* start *
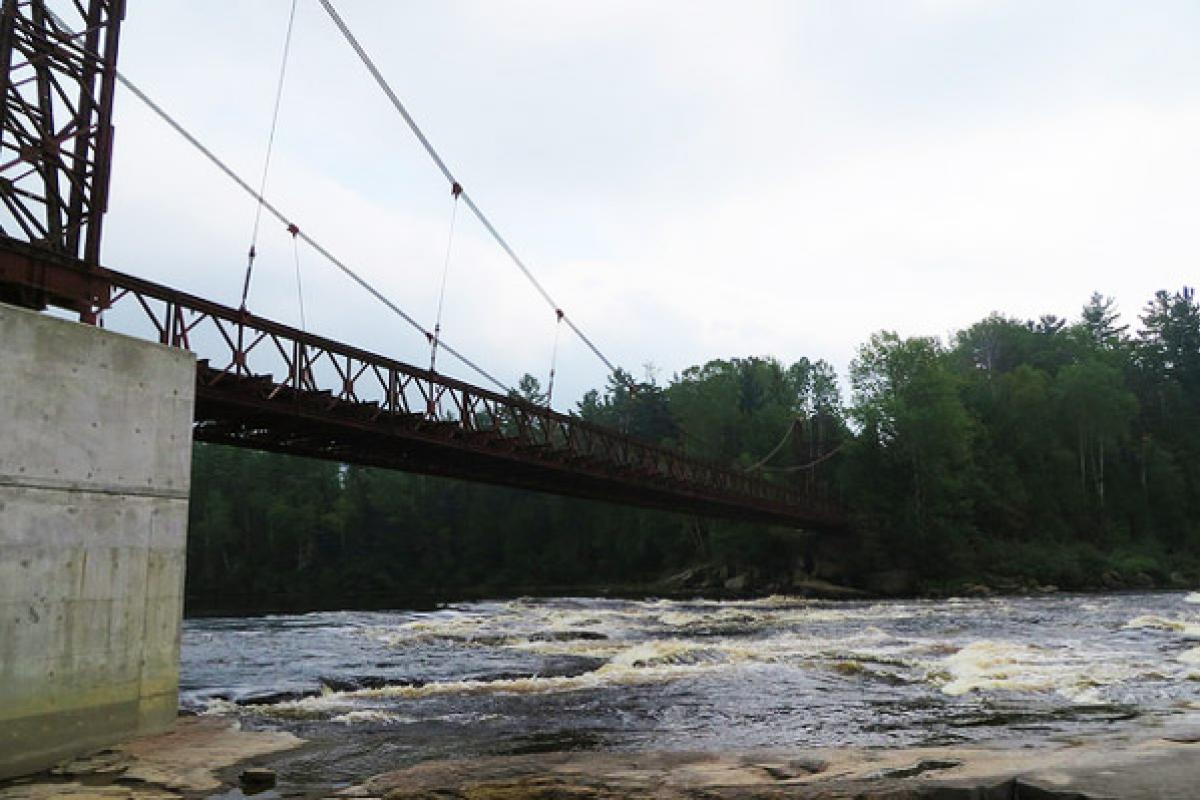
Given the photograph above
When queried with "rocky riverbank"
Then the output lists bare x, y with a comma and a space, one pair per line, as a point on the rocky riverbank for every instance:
203, 757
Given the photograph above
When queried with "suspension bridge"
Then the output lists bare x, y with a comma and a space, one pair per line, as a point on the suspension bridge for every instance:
271, 386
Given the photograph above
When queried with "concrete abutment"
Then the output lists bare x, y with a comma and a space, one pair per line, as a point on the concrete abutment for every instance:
95, 467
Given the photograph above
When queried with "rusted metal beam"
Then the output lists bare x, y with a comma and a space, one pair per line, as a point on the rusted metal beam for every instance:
270, 386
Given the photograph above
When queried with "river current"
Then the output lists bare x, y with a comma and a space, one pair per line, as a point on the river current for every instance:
528, 675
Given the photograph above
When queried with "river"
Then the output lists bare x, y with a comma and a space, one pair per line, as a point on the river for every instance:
388, 689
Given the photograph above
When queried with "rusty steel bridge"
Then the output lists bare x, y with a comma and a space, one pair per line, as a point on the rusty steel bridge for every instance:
270, 386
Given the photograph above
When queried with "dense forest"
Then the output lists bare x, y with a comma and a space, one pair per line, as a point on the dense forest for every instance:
1017, 453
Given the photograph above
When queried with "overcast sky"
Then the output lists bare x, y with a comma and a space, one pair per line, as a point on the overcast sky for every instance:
690, 180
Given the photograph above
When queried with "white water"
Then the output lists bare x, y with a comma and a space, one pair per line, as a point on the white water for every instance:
772, 672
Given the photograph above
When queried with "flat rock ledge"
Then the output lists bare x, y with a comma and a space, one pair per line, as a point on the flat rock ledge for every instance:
181, 763
1093, 769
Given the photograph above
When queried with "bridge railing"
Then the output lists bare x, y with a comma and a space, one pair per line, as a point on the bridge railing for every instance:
287, 362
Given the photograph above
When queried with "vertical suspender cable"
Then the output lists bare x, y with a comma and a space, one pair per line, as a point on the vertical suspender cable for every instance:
267, 160
295, 248
445, 172
301, 235
553, 359
455, 191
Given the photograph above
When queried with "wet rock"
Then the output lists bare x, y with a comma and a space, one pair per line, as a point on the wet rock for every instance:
568, 636
892, 583
273, 698
923, 765
106, 762
257, 777
738, 583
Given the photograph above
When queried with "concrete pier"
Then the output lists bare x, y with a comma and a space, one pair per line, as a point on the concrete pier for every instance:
95, 463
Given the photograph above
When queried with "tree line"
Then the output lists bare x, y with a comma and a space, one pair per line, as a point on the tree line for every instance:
1050, 451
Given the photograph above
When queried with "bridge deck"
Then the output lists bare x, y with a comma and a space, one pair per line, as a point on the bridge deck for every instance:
269, 386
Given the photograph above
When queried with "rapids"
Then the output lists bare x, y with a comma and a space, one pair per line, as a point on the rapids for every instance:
523, 675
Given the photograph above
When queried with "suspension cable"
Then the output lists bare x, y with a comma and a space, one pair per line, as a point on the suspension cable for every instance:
445, 172
295, 250
267, 160
553, 359
762, 462
455, 191
305, 238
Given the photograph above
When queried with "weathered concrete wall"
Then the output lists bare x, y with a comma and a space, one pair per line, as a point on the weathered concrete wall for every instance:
95, 462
* end *
* **PROBLEM TO SOLVE**: All of the data needs repeating exactly, but the pictures do not.

* **SOLVED EXERCISE**:
Given the photograph above
When queried with "rocky riverbank"
Then the output lists bare x, y with a comma and a space, one pair per line, as a point on the rocky riverbank for every instance:
203, 757
Given the photograph above
When queried with "suspension bridge"
Then the output lists bare x, y with a comma and a space, one pair per line, as a point on the suspension bridge for every instance:
271, 386
Given the photograph above
When queried with "concrete abutment"
Then the output lists bare x, y with a comma and a space, one pair per line, as a point on the concrete abutment for every instance:
95, 467
Given the photograph above
When queried with "rusted metal beam"
Then the output lists bare x, y with a comma and a space, one pair per line, as a point on the rusted metal beam for every instance:
270, 386
Given the photograph above
When queried with "river current"
Then the output lists bare x, y with a comma and a space, one pair per line, as a point on the river current for every instance:
528, 675
Given the photograph above
When queried with "river"
Then the output lists bare x, y with a comma and a space, one pair per line, as a point on the river for every instance:
388, 689
Given the photograph above
When queried with "rusty steel bridge"
Then the output lists bare x, y with a comma and a space, one pair per line, as a point on the rusty steel bridge for every instance:
270, 386
Given the photograph above
When queried with "dense forest"
Then the output lists bare x, y with a comma and a space, one pair per line, as a point on the dense forest for every instance:
1017, 453
Given the photograph above
When queried with "overcast sky"
Then the output lists bare x, y with a comma and a space, one pair per line, as a point on the overcast sky for every instance:
690, 180
Given the photograph above
When queried with "white water"
Then the output lists bare x, y with a comma and a space, one pair per line, as a point on the white water for every instance:
772, 672
Given the photograph above
When queried with "flat rock ledge"
Then the output lists bare x, y with a comma and a space, one pair per line, as a point on the flat rock ledge for every instance:
181, 763
1093, 769
Given the photograph above
When queried with "bridge railing"
Then the output lists bare x, y with a comma and a space, one pair per line, as a point on the bridge railing for every instance:
287, 362
Given the photograph above
When queried with "vertical suspender cable"
Then the output lists bare x, y with a comma and a space, one pair per line, as a point on the vertical suspender cable for every instance:
267, 160
295, 248
445, 172
301, 235
553, 359
455, 191
Given the photograph above
When queried with "wet rock"
Then the output lists bare x, y with a comma and a space, one pair per line, as a point on the wet rock for every instance:
568, 636
892, 583
273, 698
923, 765
106, 762
257, 777
738, 583
Given the photograph above
When queried with "concrete pier"
Then the output lists bare x, y with a comma and a space, one pair per line, as a point on the concrete pier for every instance:
95, 463
Given the photograph above
When queried with "tree line"
Then the output lists bare x, y with a comma and a space, one pair per line, as a point on the tree line for every instance:
1050, 451
Given the photograph above
When queried with "bridge deck"
Then the output lists bare x, y with a comma and a space, one pair per line, as a point on the bridge deck for every instance:
269, 386
Given the photograph above
When queried with "rapids"
Then the output lists bare x, y with a comma and a space, one pair per line, as a point on the rapids for every instance:
523, 675
Given the photograph above
When queried with "suspension cable"
Then the output lists bare x, y with a comma and a space, one pair per line, as a point on the suspension cable for every instance:
445, 172
295, 250
267, 160
553, 359
762, 462
455, 191
305, 238
Given the photograph above
When queried with "weathered concrete wall"
Then the output lists bare x, y with a comma and a space, one pair per line, as a point on the weathered concrete wall for every instance:
95, 462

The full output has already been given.